What you should do
Somewhere below is a line with "black dog, pixel coordinates like this sample" and, later, a line with "white dog, pixel coordinates like this sample"; repeat those two lines and all the lines between them, exactly as they are.

[Photo-based referring expression data]
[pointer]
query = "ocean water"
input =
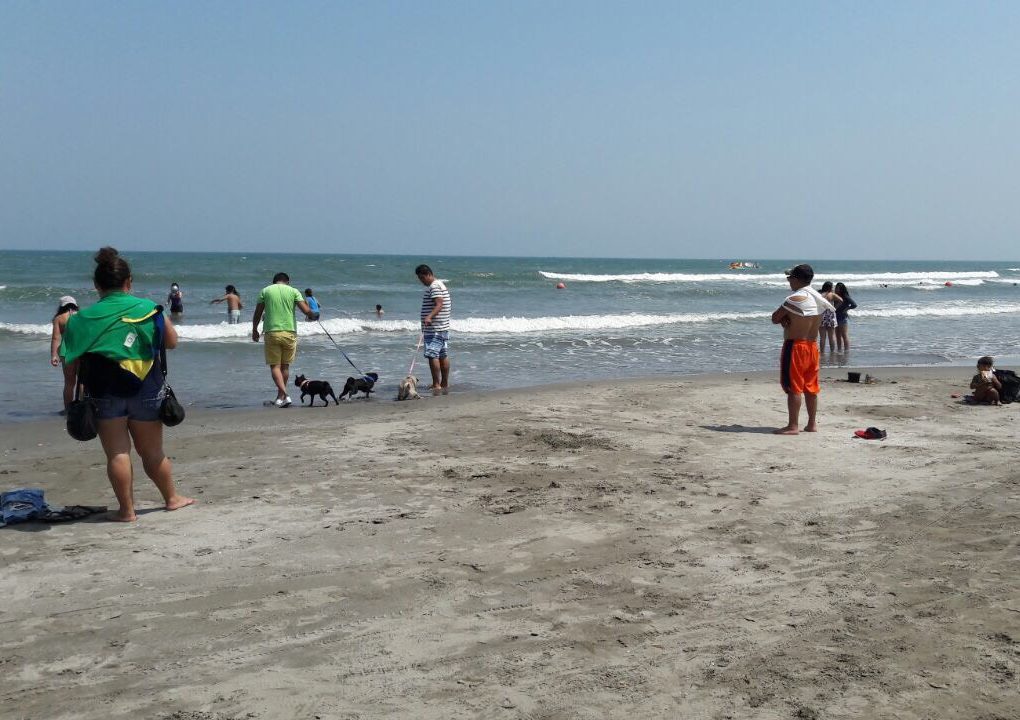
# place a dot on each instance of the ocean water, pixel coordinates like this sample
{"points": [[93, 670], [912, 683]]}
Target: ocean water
{"points": [[511, 326]]}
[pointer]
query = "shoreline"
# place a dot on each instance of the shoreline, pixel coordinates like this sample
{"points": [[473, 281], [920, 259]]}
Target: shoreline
{"points": [[825, 371], [642, 548]]}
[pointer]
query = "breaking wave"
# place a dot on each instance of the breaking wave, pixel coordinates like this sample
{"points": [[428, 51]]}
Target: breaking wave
{"points": [[861, 279], [536, 325]]}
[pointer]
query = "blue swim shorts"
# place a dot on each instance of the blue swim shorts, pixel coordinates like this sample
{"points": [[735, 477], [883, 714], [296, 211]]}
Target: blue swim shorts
{"points": [[437, 344], [144, 406]]}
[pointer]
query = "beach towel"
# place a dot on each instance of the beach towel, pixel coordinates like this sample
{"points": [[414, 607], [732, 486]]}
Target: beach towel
{"points": [[118, 335], [29, 505]]}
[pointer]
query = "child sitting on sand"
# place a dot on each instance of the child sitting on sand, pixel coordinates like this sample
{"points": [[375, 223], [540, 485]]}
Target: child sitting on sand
{"points": [[985, 384]]}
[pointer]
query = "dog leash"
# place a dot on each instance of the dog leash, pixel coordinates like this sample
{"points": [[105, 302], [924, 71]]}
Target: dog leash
{"points": [[414, 357], [340, 349]]}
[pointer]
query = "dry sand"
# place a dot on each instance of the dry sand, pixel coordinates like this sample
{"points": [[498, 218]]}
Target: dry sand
{"points": [[641, 550]]}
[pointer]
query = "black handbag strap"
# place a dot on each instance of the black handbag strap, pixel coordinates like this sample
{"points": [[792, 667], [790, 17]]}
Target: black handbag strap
{"points": [[160, 339]]}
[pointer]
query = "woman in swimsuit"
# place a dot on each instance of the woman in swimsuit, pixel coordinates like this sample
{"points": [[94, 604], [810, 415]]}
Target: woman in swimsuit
{"points": [[67, 307], [842, 319], [827, 328]]}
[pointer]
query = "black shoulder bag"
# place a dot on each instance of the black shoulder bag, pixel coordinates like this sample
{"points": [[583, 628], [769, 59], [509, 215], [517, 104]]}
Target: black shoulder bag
{"points": [[170, 411], [83, 415]]}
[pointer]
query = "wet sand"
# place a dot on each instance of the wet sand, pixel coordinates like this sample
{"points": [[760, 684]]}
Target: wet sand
{"points": [[645, 549]]}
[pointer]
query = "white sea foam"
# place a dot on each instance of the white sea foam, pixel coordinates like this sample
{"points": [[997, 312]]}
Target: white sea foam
{"points": [[855, 278], [341, 327], [941, 310]]}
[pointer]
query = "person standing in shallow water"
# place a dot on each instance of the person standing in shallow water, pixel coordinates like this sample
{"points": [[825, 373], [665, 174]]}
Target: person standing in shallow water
{"points": [[436, 308], [234, 305], [175, 301], [843, 317], [115, 344], [67, 307], [801, 316]]}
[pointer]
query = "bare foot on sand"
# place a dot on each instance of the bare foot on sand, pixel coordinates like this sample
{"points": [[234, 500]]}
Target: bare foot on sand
{"points": [[179, 501]]}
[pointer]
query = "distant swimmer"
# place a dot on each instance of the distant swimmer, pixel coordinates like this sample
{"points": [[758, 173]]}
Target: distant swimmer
{"points": [[312, 303], [843, 317], [234, 304], [66, 308], [175, 301]]}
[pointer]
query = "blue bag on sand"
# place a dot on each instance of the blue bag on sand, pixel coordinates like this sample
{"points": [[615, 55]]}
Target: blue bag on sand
{"points": [[21, 505]]}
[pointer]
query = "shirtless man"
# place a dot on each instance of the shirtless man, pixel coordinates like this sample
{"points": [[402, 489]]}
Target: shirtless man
{"points": [[234, 305], [800, 315]]}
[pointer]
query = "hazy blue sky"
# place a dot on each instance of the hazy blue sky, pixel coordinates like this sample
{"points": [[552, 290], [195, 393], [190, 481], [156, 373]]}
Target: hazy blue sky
{"points": [[752, 130]]}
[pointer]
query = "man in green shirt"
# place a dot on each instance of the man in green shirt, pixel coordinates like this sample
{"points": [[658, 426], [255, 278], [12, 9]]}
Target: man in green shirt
{"points": [[276, 302]]}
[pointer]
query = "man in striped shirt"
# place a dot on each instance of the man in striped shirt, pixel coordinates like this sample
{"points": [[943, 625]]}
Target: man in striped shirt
{"points": [[436, 327]]}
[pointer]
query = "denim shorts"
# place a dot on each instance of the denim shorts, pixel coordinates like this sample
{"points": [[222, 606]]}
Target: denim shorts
{"points": [[144, 406], [437, 344]]}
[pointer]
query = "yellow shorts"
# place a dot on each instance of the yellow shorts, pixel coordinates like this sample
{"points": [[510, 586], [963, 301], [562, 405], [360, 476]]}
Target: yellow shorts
{"points": [[281, 347]]}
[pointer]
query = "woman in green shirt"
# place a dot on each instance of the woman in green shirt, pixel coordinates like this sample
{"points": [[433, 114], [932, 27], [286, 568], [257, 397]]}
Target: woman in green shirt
{"points": [[117, 349]]}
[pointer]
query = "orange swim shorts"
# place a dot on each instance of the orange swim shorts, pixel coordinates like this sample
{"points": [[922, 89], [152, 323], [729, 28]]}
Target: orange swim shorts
{"points": [[799, 366]]}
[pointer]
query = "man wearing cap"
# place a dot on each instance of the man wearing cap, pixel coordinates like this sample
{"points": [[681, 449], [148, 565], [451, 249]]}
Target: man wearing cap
{"points": [[800, 315]]}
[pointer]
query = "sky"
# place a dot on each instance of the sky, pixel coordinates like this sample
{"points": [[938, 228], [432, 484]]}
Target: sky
{"points": [[713, 130]]}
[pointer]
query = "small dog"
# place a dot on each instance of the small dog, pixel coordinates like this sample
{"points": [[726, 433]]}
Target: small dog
{"points": [[313, 388], [364, 384], [408, 389]]}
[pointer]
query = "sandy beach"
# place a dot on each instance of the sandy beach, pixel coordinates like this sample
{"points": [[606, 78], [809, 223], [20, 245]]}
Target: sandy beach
{"points": [[643, 549]]}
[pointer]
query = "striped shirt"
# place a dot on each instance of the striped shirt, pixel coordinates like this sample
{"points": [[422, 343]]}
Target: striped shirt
{"points": [[437, 291]]}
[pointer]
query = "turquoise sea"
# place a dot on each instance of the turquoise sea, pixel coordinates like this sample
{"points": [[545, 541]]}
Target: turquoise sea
{"points": [[511, 325]]}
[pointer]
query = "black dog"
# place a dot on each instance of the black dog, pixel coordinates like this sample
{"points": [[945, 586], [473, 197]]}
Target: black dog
{"points": [[359, 384], [313, 388]]}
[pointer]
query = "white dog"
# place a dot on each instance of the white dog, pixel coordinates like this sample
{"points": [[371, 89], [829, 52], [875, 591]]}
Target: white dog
{"points": [[408, 389]]}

Output of the task
# place a dot on each instance of the black dog, pixel coordinates like this sample
{"points": [[945, 586], [473, 197]]}
Target: black dog
{"points": [[359, 384], [313, 388]]}
[pointer]
query = "white dog"
# place a dot on each instance of the white dog, pixel coordinates like this sample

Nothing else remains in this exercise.